### 提供テキスト
● ● ● ● ●

団塊男、中国を歩く    雲南地方から広州へ  
2000.12.記
01.川崎から昆明へ 02.昆明の街にて 03.石林往復 04.大理:下関と古城
05.景洪へ飛ぶ 06.景洪からのバス旅行 07.昆明へ戻る 08.南寧から憑祥へ
09.欽州から広州行き 10.大都会の広州では 11.Kさんと広州 12.帰国すると


12.帰国すると

 翌朝、Kさんを誘って飲茶にいく。
今朝は泊まっている新亜大酒店ではなく、Kさんが推薦する近くのレストランである。
いよいよ今日で、この旅行も最終日となってしまった。

 お茶はポーレイ。
これは僕の好みである。
茶碗洗いの儀式がすむと、僕は通りかかったワゴンから蒸し物をもらう。
焼売も美味しそうだ。
カウンターにある黒 い鶏の足のはいった小鉢を取る。
それはゆで卵と生姜それに鶏の足を煮込んで、甘酸っぱく味付けしてある。

 中越国境の埔塞で食べたあの鶏の足先ある。
枯れ木のようにだらんと下がった鶏の足が、真っ黒い色をして小鉢の中に入っている。
じっくり煮込んであり、 軟骨が柔らかくなっている。
生姜の味も染みており、甘酸っぱさが何ともいえず不思議な味である。
ところで、鶏の足は日本からの輸入品だ、とKさんは言う。

 日本人は鶏の足や頭がついたのを嫌うので、店頭にだす前に切り落としてしまうのだそうだ。
そのため膨大な数の鶏の足だけが売れ残り、それを中国に輸出しているのだとか。
太めの鶏の足は日本産だと見て間違いない、とKさんの言葉が続く。
中国産は地面の上で運動をさせているから、鶏の足も細いのだそうである。

 中国では鶏の足や頭を捨ててしまったら、市場の店頭での買い物でも大騒ぎなるという。
何を美味いと感じるか、それは教育のせいなのだろうか。
わが国は工業製品を輸出して、農産物は日本の輸入専門かと思っていたので、奇妙な感じに襲われる。

 のんびりとした朝食も終わり、Kさんと別れる。
1人で近所を散策する。
歴史的建造物に指定されているホテルもある。

● ● ● ● ●

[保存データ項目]
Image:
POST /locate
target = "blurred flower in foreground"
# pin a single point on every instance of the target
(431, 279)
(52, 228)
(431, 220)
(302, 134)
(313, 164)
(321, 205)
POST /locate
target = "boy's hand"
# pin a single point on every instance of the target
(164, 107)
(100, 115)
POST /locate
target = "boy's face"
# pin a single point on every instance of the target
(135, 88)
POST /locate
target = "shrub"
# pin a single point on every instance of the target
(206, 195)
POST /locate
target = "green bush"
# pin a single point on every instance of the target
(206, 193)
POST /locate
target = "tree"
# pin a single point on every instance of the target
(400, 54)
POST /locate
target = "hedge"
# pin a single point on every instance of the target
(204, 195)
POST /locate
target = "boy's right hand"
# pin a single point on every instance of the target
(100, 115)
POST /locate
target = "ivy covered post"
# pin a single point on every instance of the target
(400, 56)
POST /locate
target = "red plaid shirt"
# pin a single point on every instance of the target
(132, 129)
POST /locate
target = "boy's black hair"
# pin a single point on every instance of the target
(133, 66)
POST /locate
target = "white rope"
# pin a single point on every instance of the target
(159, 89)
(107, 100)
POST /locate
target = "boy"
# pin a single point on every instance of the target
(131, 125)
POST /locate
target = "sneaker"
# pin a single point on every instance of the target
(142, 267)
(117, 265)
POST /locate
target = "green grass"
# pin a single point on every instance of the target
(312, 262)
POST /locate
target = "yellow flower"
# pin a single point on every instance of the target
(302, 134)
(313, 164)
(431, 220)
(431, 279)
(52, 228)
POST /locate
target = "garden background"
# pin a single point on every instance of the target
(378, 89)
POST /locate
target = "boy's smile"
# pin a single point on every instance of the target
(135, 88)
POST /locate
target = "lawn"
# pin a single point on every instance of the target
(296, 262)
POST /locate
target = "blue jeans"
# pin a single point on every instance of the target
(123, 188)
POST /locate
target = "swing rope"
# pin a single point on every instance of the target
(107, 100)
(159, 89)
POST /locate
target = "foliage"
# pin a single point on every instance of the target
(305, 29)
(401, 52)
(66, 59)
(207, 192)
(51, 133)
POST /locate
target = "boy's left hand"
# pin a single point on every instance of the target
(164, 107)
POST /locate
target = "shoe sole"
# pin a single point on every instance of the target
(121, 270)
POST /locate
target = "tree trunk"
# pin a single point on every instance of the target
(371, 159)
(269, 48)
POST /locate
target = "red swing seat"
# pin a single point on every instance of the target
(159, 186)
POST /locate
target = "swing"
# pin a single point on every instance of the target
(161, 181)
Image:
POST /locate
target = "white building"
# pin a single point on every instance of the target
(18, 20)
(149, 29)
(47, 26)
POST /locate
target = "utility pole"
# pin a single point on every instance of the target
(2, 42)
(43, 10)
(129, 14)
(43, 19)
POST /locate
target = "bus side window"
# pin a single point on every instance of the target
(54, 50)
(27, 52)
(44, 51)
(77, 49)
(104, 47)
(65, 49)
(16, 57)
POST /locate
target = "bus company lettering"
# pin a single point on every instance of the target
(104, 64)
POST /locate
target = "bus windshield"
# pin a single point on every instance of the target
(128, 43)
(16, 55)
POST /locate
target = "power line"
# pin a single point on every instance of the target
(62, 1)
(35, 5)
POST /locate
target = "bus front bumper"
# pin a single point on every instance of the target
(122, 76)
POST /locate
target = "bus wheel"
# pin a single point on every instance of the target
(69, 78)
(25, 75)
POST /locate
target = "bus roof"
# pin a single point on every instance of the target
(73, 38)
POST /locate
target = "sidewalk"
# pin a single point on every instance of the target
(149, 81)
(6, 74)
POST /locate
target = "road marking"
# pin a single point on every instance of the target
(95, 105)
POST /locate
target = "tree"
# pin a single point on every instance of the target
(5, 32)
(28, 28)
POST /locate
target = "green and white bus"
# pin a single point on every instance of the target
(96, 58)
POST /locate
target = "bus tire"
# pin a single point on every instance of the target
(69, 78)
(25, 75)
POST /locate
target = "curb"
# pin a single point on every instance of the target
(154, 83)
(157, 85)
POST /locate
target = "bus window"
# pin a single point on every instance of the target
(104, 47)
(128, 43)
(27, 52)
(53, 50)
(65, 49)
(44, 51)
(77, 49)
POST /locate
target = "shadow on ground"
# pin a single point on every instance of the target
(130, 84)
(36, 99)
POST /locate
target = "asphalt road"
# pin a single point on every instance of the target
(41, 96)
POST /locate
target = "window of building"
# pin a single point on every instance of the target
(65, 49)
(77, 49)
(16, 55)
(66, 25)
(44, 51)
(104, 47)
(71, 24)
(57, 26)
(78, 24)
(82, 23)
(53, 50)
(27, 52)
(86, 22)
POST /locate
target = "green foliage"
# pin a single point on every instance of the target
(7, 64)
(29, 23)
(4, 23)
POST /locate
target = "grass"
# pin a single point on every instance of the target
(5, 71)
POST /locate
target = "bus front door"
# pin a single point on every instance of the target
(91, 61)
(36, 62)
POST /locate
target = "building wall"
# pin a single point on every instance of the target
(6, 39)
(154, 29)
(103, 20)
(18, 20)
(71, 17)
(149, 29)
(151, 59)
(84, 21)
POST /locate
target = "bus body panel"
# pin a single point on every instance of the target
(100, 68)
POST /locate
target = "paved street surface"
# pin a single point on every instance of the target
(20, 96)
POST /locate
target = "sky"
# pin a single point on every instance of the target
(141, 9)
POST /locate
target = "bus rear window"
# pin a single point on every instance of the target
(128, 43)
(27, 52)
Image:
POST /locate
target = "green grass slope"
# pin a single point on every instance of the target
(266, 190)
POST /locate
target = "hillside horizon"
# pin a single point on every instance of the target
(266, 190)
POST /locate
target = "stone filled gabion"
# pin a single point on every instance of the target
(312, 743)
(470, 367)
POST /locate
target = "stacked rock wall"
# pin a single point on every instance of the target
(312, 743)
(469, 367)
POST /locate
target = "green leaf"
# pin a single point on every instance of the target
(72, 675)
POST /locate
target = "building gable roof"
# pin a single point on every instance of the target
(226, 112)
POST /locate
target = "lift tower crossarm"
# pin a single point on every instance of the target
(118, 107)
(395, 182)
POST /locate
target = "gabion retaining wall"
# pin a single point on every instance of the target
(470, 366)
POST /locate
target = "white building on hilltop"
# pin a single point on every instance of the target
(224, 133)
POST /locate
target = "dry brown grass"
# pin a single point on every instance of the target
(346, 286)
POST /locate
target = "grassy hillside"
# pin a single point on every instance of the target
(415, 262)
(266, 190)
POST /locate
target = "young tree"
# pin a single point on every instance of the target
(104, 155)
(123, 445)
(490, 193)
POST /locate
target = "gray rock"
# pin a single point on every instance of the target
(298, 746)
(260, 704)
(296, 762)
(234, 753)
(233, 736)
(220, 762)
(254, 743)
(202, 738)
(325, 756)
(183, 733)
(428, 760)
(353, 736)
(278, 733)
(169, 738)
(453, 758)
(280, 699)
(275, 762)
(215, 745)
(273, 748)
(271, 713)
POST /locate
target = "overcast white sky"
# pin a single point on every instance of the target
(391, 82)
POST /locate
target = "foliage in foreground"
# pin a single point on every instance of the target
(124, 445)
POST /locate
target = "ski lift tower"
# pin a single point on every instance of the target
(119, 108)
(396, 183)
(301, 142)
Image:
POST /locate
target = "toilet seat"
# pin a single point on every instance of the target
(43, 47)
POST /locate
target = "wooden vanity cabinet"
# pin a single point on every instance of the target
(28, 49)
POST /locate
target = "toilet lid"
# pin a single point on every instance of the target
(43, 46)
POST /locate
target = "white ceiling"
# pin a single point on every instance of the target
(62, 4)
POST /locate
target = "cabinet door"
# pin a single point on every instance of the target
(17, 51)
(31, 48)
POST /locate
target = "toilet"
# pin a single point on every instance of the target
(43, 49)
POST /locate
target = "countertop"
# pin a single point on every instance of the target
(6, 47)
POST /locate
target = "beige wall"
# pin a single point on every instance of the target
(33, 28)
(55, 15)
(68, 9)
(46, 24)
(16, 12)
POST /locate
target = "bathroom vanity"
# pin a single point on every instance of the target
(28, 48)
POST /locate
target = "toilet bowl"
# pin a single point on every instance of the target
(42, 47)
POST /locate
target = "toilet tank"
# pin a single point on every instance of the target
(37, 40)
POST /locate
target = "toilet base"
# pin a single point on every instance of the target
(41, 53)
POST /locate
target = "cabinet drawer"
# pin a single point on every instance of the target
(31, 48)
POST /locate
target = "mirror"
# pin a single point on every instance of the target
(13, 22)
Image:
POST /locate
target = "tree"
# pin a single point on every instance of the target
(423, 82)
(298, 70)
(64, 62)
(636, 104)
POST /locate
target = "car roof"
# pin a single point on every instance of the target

● ● ● ● ●

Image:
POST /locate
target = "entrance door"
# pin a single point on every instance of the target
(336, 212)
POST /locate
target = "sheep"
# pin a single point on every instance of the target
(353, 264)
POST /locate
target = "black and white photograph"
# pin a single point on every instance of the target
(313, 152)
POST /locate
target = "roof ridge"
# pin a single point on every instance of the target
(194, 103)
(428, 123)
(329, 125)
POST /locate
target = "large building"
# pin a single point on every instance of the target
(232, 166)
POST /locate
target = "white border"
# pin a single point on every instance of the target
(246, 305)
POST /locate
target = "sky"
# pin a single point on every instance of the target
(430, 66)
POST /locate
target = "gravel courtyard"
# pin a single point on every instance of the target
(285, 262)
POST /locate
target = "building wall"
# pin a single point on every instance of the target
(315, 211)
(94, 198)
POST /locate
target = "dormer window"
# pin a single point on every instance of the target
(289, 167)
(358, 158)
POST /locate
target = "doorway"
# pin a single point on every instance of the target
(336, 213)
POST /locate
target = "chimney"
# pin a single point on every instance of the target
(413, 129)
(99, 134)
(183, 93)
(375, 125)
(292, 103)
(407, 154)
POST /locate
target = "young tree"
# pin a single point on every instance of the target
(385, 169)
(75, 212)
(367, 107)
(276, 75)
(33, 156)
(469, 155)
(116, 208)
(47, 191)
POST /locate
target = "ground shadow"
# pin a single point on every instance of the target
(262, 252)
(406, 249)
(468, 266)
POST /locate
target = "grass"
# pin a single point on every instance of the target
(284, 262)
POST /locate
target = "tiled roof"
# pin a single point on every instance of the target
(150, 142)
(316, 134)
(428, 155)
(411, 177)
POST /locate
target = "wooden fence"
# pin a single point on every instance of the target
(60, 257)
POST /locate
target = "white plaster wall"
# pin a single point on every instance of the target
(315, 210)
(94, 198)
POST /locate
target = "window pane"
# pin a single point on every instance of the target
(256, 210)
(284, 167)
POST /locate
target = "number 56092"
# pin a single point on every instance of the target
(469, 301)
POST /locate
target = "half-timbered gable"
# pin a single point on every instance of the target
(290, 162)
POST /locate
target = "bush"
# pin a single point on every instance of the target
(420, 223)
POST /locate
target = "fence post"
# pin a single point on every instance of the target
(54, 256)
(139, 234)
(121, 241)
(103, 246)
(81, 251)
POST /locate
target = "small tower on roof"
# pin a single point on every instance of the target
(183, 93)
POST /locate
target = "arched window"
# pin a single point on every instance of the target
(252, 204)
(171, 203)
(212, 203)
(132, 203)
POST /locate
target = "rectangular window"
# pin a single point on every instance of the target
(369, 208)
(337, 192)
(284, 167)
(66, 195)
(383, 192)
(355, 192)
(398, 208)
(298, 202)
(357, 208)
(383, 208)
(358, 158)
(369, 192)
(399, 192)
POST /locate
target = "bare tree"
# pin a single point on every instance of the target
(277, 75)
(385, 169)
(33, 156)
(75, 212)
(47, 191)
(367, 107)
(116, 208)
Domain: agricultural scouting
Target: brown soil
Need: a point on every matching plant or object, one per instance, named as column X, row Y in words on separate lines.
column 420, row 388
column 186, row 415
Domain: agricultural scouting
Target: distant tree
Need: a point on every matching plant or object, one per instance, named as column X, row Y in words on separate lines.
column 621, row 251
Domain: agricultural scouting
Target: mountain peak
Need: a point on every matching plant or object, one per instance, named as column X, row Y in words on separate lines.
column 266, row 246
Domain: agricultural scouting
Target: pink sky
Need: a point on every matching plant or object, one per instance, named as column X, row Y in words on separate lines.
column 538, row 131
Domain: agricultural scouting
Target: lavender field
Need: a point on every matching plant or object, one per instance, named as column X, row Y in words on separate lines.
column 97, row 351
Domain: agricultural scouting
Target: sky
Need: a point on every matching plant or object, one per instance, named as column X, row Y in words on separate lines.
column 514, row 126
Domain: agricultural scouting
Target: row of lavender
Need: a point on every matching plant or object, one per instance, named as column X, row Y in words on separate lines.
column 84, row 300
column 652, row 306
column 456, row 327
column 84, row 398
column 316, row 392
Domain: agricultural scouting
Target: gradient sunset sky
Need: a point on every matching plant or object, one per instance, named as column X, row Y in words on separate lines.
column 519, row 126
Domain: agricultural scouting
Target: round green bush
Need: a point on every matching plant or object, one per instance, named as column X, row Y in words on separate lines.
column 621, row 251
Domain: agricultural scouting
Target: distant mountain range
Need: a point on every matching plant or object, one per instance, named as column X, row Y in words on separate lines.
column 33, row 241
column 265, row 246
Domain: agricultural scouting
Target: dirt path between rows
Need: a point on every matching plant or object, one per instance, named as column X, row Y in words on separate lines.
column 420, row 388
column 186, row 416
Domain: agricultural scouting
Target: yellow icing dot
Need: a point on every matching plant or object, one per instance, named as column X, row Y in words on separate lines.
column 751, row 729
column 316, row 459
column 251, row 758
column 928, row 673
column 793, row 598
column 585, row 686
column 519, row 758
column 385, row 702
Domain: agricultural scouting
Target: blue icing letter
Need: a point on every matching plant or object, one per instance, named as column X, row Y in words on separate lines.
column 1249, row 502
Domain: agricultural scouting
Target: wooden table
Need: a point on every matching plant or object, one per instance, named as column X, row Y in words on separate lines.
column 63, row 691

● ● ● ● ●

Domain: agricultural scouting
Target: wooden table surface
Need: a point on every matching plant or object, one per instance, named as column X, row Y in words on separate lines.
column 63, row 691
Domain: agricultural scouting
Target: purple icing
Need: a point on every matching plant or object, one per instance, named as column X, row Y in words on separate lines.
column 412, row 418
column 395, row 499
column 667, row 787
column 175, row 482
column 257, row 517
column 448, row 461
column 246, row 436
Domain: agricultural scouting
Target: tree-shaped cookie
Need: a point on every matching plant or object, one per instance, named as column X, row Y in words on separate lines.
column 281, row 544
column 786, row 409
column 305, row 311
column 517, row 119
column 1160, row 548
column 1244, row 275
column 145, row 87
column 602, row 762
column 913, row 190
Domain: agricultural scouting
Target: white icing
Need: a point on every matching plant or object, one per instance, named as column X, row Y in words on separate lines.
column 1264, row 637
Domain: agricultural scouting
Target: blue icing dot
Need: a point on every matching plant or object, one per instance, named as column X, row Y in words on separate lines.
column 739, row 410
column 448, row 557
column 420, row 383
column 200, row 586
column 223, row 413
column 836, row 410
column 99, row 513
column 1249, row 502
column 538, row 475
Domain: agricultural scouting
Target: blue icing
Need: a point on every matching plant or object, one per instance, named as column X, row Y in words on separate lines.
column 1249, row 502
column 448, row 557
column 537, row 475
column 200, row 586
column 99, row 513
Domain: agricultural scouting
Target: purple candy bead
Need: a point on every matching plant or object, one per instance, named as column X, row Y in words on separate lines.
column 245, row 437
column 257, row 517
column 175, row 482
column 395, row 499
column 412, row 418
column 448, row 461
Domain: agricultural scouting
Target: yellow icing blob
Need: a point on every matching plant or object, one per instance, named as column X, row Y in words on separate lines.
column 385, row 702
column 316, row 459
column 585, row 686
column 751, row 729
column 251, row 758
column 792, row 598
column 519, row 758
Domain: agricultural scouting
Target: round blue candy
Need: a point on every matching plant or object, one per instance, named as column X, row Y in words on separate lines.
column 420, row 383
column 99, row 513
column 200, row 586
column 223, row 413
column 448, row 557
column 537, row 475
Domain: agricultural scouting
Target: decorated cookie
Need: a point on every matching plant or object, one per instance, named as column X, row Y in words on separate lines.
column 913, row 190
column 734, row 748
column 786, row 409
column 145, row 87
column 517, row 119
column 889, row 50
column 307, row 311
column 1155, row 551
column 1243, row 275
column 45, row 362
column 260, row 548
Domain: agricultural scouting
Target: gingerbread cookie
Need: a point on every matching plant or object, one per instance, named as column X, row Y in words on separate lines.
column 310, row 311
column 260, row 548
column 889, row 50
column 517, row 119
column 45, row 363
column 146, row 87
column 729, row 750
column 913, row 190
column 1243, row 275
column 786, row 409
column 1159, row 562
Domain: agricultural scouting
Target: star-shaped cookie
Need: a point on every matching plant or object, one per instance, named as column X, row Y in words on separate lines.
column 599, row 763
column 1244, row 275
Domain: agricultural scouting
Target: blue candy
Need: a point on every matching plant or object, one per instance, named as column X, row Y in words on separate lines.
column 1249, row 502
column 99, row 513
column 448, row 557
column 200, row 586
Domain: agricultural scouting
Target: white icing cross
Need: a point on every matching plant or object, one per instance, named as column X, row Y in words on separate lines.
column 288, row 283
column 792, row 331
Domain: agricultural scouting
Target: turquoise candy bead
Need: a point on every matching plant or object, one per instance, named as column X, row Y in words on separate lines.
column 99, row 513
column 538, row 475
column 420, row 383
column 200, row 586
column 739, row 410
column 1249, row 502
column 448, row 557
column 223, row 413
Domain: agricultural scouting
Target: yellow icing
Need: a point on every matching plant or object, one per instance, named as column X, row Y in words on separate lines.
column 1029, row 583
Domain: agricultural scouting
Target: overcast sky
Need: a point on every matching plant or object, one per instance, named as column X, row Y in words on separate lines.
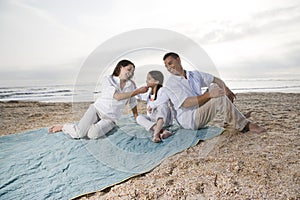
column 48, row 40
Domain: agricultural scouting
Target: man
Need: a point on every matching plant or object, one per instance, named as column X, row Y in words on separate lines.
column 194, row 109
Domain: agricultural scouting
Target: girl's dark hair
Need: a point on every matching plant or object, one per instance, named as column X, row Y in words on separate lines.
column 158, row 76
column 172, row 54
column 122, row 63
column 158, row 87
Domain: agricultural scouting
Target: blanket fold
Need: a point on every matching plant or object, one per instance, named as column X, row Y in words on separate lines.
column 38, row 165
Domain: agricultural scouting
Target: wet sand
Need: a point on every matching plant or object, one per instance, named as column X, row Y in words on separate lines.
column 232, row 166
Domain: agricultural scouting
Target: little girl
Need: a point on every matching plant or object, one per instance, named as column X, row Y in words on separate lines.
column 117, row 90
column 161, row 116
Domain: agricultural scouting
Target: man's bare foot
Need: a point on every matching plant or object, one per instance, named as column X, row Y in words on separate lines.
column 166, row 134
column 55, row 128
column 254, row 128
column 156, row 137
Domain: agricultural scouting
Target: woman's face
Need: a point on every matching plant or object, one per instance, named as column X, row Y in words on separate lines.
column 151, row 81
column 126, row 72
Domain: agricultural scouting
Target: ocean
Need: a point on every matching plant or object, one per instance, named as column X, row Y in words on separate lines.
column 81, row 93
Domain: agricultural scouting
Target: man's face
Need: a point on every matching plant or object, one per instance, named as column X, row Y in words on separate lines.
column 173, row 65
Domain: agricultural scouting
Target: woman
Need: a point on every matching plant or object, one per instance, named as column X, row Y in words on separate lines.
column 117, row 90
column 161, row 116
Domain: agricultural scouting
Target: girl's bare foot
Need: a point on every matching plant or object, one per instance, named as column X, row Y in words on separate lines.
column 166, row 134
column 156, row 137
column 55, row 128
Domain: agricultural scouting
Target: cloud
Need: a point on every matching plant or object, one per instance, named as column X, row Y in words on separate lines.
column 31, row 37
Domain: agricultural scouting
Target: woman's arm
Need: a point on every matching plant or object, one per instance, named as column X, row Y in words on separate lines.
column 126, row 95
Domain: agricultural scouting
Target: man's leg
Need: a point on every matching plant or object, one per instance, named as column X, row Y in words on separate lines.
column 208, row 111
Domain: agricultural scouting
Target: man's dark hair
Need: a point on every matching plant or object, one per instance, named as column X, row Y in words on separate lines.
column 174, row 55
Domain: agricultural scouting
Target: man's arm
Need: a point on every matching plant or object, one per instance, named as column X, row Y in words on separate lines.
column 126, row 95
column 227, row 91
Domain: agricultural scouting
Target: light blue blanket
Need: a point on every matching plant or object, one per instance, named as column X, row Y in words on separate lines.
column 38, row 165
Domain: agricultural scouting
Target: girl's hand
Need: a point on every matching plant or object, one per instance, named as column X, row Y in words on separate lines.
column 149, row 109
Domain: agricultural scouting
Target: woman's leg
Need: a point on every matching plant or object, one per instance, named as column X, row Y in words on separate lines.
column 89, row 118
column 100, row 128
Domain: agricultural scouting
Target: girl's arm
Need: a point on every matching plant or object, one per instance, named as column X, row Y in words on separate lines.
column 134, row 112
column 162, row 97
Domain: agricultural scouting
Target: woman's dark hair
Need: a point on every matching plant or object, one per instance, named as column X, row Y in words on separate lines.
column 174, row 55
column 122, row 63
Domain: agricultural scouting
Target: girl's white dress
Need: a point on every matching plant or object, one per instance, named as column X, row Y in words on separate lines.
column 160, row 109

● ● ● ● ●

### 課題 A
提供テキストによると、Kさんは鶏の足がどこからの輸入品だと言っていますか。
### 課題 B
提供テキストのうち、「生姜の味も染みており、甘酸っぱさが何ともいえず不思議な味である。」という語句を含む箇所から始まり「太めの鶏の足は日本産だと見て間違いない、とKさんの言葉が続く。」で終わる部分を、一字も変えずに出力してください。

### 解答 A
日本からの輸入品だと言っています。

### 解答 B
生姜の味も染みており、甘酸っぱさが何ともいえず不思議な味である。
ところで、鶏の足は日本からの輸入品だ、とKさんは言う。

 日本人は鶏の足や頭がついたのを嫌うので、店頭にだす前に切り落としてしまうのだそうだ。
そのため膨大な数の鶏の足だけが売れ残り、それを中国に輸出しているのだとか。
太めの鶏の足は日本産だと見て間違いない、とKさんの言葉が続く。